▸ **Выбранный текст**:
Германская дипломатия переходит в наступление
Перед самым открытием конференции Кюльман и Чернин снова решили сообща наметить линию поведения, чтобы не повторилось замешательство, имевшее место в самом начале переговоров в связи с выступлением советской делегации.
После тщательного обсуждения всех возможных ходов остановились на следующем решении: предупредить возможный удар со стороны советской делегации и нанести его самим. Были распределены роли, намечен тактический план. В ход предполагалось пустить все виды оружия — выступления дипломатов и угрозы военных.
Как только открылась конференция, слово взял Кюльман.
Он напомнил, что по предложению русской делегации в переговорах был сделан десятидневный перерыв, чтобы привлечь к ним и другие страны.
Срок этот истёк 4 января 1918 г. в 12 часов ночи. Ни от одной из основных участниц войны не поступило заявления о присоединении к мирным переговорам.
«Как следует из содержания сообщения союзных держав от 25 (12) декабря 1917 г., — говорил Кюльман, — одно из самых существенных условий, которые были в нём поставлены, это — единогласное принятие всеми враждующими державами условий, одинаково обязательных для всех народов.
Неисполнение этого условия повлекло за собой последствие, вытекающее как из содержания заявления, так и из истечения срока: документ стал недействительным».
Оговорка, внесённая Кюльманом в декларацию держав Четверного союза от 25 (12) декабря 1917 г., выручила немцев. Теперь, опираясь на неё, они отказывались от присоединения к советской формуле мира «без аннексий и контрибуций».
Не давая никому возразить, Кюльман сразу после этого перешёл к вопросу о перенесении переговоров в нейтральную страну. Он объявил «окончательное решение держав Четверного союза, не подлежащее отмене». Переговоры будут продолжаться в Брест-Литовске.
Что касается обещания перенести окончательное подписание мира в Россию, данного в «необязательной форме», как подчёркивал Кюльман, то он «ради международной вежливости» не возражает против подписания договора в другом месте. Закончил свою речь Кюльман протестом против нелояльного тона советской прессы в отношении Германии, что якобы подвергает опасности мирные переговоры.
Вслед за Кюльманом выступил Чернин. Он также высказался против перенесения переговоров в Стокгольм. Это невозможно, во-первых, по причинам технического характера: из Бреста все делегации связаны прямым проводом со своими столицами.
«Ещё важнее, однако, второй мотив, — говорил Чернин. — Вы, милостивые государи, в своё время пригласили нас на всеобщие мирные переговоры. Мы приняли приглашение и пришли к соглашению относительно основ всеобщего мира. Оставаясь верными принятым основам, вы поставили союзникам десятидневный ультиматум. Ваши союзники вам не ответили, и сегодня речь идёт не о всеобщем мире, но о мире сепаратном между Россией и державами Четверного союза».
Вслед за Черниным выступили от Турции Талаат-паша и от Болгарии Попов. Оба заявили о полном согласии с предыдущими ораторами.
«Удар в лоб», как выражался Чернин, состоял в том, что германские и австро-венгерские империалисты прямо заявили советским представителям: довольно разговоров о всеобщем мире, дело идёт только о сепаратном мире между нами и вами.

▸ **Записи для работы**:
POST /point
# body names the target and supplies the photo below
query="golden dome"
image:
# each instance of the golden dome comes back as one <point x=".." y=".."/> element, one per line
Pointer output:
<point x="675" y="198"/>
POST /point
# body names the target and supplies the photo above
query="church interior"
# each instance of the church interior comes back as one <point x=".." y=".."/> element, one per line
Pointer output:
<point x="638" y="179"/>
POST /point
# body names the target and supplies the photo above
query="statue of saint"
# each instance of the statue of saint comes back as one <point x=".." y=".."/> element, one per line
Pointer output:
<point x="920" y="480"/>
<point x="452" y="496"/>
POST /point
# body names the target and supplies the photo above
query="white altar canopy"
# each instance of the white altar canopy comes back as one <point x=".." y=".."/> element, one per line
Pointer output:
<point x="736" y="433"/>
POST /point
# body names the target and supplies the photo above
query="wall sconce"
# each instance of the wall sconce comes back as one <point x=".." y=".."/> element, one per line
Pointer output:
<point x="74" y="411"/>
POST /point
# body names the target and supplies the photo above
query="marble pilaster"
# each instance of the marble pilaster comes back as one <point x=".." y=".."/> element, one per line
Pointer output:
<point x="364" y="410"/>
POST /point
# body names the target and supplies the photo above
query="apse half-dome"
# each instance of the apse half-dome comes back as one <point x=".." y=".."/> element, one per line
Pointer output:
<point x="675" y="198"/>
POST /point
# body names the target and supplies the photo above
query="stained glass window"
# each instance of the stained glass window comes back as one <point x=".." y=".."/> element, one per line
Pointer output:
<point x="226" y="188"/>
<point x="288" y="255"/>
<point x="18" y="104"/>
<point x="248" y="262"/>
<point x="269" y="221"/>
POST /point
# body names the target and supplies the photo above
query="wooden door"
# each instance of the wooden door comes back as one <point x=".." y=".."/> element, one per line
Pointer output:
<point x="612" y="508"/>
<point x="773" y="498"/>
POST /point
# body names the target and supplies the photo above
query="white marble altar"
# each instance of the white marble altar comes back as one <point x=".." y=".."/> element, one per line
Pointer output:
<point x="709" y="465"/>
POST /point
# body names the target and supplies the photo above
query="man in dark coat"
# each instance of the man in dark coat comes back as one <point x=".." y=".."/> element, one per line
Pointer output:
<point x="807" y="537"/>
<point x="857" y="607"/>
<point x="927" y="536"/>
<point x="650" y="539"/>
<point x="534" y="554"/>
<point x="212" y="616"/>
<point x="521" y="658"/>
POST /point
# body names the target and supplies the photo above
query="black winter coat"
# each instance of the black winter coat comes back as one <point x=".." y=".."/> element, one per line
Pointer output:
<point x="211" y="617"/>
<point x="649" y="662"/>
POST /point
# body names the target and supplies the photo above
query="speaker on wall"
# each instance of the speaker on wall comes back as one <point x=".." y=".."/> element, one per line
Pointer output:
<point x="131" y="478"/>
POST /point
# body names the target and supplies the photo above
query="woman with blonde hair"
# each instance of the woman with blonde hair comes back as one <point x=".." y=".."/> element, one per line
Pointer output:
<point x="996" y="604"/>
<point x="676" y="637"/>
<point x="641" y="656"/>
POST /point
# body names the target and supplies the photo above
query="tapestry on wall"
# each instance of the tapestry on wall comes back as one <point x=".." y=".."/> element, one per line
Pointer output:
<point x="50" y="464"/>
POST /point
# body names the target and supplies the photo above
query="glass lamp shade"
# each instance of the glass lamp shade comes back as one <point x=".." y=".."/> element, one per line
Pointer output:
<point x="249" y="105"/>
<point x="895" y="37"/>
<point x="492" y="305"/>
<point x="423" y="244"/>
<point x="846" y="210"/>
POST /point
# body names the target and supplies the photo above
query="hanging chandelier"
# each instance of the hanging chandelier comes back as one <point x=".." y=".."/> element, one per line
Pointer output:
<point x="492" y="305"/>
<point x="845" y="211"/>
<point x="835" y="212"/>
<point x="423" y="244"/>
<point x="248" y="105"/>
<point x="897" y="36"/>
...
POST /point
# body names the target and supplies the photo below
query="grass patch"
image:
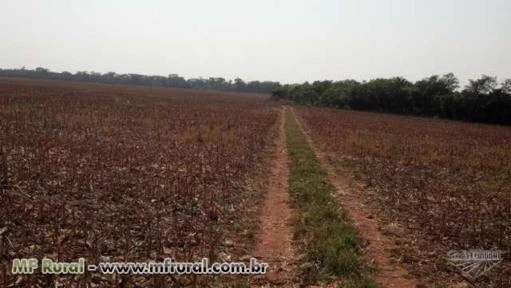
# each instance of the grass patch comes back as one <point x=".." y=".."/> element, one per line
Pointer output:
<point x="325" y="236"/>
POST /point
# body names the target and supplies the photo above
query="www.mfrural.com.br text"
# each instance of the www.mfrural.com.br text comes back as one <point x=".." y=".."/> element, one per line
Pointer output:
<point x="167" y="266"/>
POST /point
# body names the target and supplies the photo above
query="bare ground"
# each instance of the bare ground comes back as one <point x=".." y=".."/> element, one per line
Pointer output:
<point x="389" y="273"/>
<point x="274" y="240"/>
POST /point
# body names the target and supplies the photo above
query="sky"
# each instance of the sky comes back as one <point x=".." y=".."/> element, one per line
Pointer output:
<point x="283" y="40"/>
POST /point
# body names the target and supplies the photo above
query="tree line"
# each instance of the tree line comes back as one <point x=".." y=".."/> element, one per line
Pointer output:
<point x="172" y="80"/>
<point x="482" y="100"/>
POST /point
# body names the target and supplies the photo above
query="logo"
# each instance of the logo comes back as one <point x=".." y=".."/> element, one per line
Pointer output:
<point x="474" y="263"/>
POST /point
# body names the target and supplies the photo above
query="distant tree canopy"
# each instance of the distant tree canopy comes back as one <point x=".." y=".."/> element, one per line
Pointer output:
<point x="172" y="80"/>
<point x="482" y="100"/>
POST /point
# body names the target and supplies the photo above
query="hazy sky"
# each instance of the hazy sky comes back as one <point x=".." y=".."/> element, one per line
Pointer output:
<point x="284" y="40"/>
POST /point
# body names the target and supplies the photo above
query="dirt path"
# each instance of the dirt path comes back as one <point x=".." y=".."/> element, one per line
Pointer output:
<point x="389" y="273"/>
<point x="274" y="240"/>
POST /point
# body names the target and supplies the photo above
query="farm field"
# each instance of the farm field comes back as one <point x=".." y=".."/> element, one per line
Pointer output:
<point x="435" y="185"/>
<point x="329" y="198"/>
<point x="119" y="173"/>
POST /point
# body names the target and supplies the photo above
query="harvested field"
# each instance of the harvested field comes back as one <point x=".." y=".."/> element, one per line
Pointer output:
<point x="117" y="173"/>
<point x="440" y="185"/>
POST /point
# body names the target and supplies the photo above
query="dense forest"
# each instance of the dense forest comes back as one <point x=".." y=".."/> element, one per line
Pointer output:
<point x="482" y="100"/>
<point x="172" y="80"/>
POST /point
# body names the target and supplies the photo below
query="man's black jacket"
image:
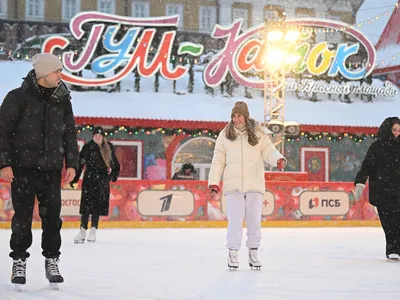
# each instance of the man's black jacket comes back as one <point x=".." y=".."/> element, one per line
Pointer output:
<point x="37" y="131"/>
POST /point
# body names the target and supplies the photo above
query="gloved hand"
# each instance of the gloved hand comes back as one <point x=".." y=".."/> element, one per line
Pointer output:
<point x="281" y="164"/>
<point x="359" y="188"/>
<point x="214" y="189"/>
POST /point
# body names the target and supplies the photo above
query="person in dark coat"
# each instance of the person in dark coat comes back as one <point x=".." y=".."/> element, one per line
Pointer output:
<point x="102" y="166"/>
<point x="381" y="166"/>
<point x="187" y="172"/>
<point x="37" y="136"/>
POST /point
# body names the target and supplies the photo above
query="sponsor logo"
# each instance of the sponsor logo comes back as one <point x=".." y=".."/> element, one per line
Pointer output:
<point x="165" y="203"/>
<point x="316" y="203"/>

▸ **Задания для выполнения**:
[a] Подсчитайте, сколько строк записей содержат слово «person» с учетом регистра букв, и приведите только это число.
[b] Продолжите текст о германской дипломатии на переговорах в Брест-Литовске, начиная сразу после его последнего предложения.
Текст и записи взяты из разных источников.

▸ **Ответы к упражнению**:
[a] 2

[b]
За министрами иностранных дел выступили военные представители.
Первым поднялся генерал Гофман с резким протестом против радиотелеграмм и воззваний советского правительства, обращенных к германским войскам. Военные делегаты австро-венгерской, болгарской и турецкой делегаций присоединились к этому протесту.
Поведение военных придавало выступлению немецких дипломатов характер ультиматума.
Германская дипломатия переходит в наступление. На следующем заседании, 10 января (28 декабря), Кюльман выдвинул вперёд украинцев. Они огласили декларацию Центральной рады.
В этом документе заявлялось, что власть Совнаркома не распространяется на Украину. Поэтому и мир, заключённый Совнаркомом, не обязателен для Украины. Центральная рада будет вести- переговоры самостоятельно.
Едва Голубович, председатель делегации Центральной рады, закончил чтение, как Кюльман спросил председателя советской делегации: «Намерен ли он и его делегация и впредь быть здесь единственными дипломатическими представителями всей России?»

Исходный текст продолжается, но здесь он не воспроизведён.